→ **Prompt A**
Summarize the infertility blog post in two sentences.
→ **Prompt B**
Carry the infertility blog post forward from its final line.

──────── Excerpted text ────────

I consider myself a fairly strong person - I can handle a lot. When the stress of infertility hit me, I went to counseling, joined online support groups, read books on the subject to gain knowledge of how to deal with it all, started blogging. These were my outlets, ways to keep my sanity. J didn't do any of things things.

Now here's my theory: I believe that he internalized it - and now I think there's a possibility that his drug problem may stem partly from his inability to handle the stress from our journey. His hurt over all of it, of not being able to have children the normal way, of what it all did to our relationship, is made better by the numbing effects of drug use. Are there other factors involved? Sure - a predisposition to addictive personality, prior experimentation with drugs, whatever. But the thought remains - if we didn't go through infertility, if we didn't lose our first baby, if we had had our children the "normal" way, if it hadn't taken so long, if I hadn't gotten lost along the way, would J be in the position he's in today? Would our marriage be in the position its in today?



I'll never really know that answers to these questions. Time does not go backwards, infertility was and will always be our reality, and we will never know if things had been different if things would be different today.

I also have to wonder through all of this, what if it wouldn't be different? What if no matter what was different in the past J still ended up where he is today; and our marriage ended up shattered? What if in order to have my two beautiful children I had to walk this road?



What if, because of all that I've been through which has changed me and made me grow as a person, my children can grow up to be happy, confident, successful, loved men?



For information on helping to understand infertility check out www.resolve.org/infertility101

For information on National Infertility Awareness Week, April 25-May 1, 2010, visit www.resolve.org/takecharge

Tuesday, April 20, 2010

This is how big we've gotten




Is the circus in town?

──────── Data records ────────

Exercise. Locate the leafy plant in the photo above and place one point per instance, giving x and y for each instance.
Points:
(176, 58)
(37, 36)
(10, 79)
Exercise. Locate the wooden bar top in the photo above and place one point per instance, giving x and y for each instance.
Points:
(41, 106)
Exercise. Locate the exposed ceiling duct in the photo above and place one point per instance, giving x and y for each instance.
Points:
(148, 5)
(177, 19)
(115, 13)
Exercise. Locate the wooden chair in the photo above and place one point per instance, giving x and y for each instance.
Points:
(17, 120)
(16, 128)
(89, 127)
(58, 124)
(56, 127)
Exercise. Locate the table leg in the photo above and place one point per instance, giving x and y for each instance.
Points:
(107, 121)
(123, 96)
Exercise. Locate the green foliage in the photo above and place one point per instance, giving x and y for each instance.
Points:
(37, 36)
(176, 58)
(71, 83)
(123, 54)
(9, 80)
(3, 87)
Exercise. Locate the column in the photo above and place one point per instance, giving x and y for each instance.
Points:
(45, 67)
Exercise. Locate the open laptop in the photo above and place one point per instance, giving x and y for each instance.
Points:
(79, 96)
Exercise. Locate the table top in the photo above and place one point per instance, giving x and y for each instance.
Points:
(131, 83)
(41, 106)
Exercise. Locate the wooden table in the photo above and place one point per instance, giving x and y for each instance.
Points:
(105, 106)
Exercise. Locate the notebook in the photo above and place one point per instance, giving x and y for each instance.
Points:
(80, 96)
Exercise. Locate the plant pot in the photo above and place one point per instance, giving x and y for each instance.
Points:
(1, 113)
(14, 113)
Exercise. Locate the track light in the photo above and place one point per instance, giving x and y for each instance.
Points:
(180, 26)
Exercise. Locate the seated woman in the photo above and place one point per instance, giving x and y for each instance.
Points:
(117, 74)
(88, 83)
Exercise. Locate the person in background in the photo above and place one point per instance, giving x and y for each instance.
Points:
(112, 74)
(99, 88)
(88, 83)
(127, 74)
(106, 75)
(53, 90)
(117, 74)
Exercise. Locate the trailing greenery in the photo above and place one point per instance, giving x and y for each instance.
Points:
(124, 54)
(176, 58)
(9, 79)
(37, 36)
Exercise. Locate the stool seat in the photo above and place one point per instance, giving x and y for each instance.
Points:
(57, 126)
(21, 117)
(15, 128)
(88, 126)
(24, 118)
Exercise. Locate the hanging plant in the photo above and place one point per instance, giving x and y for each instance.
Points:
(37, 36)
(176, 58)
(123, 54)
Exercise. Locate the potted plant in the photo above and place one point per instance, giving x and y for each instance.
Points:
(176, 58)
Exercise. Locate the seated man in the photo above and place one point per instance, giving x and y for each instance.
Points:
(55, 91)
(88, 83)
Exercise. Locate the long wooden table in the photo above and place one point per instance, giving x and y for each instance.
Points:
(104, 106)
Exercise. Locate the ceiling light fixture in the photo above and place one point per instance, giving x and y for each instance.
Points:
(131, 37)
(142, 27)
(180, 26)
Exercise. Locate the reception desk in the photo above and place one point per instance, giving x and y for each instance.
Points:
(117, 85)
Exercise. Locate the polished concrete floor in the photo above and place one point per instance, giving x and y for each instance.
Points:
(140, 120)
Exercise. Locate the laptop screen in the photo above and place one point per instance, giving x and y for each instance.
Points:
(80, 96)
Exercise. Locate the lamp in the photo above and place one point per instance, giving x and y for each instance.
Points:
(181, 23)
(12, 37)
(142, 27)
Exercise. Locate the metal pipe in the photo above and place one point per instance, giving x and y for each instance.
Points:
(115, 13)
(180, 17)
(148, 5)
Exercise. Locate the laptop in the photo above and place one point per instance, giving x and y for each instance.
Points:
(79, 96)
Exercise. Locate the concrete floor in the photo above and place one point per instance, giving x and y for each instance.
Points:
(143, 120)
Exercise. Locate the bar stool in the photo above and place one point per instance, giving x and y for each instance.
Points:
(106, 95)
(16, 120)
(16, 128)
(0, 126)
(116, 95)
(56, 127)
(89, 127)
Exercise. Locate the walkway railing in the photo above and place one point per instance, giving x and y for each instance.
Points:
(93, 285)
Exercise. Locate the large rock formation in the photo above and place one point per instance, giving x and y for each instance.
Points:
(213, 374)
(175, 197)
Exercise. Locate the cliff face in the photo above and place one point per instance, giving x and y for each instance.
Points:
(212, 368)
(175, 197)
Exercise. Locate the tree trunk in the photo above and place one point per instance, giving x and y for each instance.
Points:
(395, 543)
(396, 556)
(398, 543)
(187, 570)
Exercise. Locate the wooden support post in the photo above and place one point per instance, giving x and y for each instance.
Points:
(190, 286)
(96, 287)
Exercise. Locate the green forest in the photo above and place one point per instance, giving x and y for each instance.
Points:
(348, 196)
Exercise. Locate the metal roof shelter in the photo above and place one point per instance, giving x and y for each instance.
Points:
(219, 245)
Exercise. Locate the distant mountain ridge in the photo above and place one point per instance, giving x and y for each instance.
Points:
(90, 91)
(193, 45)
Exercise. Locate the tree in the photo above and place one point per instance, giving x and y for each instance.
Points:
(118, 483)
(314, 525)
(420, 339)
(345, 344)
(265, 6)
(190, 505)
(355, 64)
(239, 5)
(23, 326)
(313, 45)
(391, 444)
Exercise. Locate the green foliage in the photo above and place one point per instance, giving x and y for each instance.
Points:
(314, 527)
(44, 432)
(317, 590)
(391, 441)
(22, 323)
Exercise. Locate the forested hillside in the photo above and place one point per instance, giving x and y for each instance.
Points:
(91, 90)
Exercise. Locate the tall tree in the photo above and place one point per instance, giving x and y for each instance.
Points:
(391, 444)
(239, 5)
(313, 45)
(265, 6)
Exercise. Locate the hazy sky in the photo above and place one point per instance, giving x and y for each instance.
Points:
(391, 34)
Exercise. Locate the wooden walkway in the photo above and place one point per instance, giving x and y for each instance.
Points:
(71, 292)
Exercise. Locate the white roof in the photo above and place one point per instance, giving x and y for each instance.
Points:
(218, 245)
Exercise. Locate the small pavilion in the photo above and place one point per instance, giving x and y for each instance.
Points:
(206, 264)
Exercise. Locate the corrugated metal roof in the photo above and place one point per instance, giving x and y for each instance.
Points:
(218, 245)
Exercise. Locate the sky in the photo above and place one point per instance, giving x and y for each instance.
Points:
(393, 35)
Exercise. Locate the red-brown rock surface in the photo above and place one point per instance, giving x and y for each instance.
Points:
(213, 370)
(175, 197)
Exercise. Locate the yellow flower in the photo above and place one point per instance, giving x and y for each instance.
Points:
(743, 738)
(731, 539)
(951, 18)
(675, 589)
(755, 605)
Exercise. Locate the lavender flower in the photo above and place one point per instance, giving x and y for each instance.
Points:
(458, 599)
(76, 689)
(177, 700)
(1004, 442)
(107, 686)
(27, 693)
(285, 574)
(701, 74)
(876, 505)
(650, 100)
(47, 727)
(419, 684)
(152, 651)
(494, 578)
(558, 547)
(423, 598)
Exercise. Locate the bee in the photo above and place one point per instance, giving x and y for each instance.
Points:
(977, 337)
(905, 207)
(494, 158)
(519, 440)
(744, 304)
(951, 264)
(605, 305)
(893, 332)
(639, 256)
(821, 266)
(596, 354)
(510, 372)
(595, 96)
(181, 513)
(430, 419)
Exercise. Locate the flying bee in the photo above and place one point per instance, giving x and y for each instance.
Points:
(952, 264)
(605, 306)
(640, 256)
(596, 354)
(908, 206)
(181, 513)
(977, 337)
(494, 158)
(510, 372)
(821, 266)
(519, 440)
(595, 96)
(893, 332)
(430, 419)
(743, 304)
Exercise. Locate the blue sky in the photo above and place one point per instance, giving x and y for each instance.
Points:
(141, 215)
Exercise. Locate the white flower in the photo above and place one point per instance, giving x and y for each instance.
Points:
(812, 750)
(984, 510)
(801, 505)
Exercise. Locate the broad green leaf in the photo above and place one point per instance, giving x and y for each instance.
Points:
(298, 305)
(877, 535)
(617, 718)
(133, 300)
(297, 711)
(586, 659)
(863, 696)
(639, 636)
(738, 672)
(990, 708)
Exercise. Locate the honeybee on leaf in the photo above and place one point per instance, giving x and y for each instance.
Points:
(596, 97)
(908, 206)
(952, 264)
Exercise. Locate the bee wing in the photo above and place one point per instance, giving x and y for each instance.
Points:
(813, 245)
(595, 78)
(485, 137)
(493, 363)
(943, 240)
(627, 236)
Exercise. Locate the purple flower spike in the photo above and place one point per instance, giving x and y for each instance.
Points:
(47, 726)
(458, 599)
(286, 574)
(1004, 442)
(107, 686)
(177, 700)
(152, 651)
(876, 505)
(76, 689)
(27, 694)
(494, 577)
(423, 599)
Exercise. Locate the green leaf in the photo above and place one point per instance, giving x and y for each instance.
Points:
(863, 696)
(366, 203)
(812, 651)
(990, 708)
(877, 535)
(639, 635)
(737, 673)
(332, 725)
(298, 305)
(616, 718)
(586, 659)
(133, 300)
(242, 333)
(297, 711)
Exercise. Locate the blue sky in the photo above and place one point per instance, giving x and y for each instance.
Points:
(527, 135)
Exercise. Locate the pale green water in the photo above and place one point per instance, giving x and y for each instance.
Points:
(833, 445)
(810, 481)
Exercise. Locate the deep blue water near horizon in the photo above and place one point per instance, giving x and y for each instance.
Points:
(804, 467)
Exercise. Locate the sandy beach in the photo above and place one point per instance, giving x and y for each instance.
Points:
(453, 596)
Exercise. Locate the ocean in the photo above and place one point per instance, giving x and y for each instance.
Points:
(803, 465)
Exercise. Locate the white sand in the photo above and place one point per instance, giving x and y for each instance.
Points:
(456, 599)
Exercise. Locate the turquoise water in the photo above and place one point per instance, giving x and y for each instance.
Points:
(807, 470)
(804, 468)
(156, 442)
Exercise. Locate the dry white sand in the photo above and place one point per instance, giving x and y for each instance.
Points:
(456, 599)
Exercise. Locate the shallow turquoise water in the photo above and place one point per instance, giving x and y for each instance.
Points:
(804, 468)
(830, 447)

────────

→ **Task output A**
The writer coped with the stress of infertility through counseling, online support groups, books and blogging, while J did none of these things, and the writer suspects that J internalized that stress and that his drug problem may partly stem from it. Acknowledging that these questions can never be answered, the writer wonders whether this road had to be walked to have two children who may grow up to be happy, confident, successful, loved men.

→ **Task output B**
Wow. That's all I can say when I look at how long it has been since I last posted.
There's probably not anyone even still out there paying attention.

I can tell you that since the last post the bugs have celebrated their 1st birthday, learned to walk and run, learned to talk (a lot), had a second Halloween where Mommy just couldn't get it together enough to dress them up, celebrated Thanksgiving where they could actually eat Turkey and mashed potatoes (and loved it), marveled at a Christmas tree with lots of lights and balls on it often too tempting not to touch, figured out how to plot against Mommy, celebrated another Easter where Mommy just couldn't get it together enough to take them to visit the Easter Bunny (have I mentioned that having twins is HARD) and learned to not be afraid to walk on grass. They've done much more that that - those are my highlights. Alex is up to 27 pounds and Landon is 23 1/2 pounds. I thought it was tough when they were first born but pushing the stroller is really a workout now.
Since the last post J has come and gone, and come and gone, and is gone again. This time most likely for the long term. It's too hard for the bugs and I to have to deal with his issues. Life is much more peaceful with him not living in our house. However, where he's at now, he can't even see the boys, and won't be able to for some time. I've told them that Daddy has a boo boo that need to get better before he can come home. So, they think he's off at some doctor somewhere and he'll be back when the boo boo is better. Sad thing is Mommy's not sure if Daddy's boo boo will ever be better.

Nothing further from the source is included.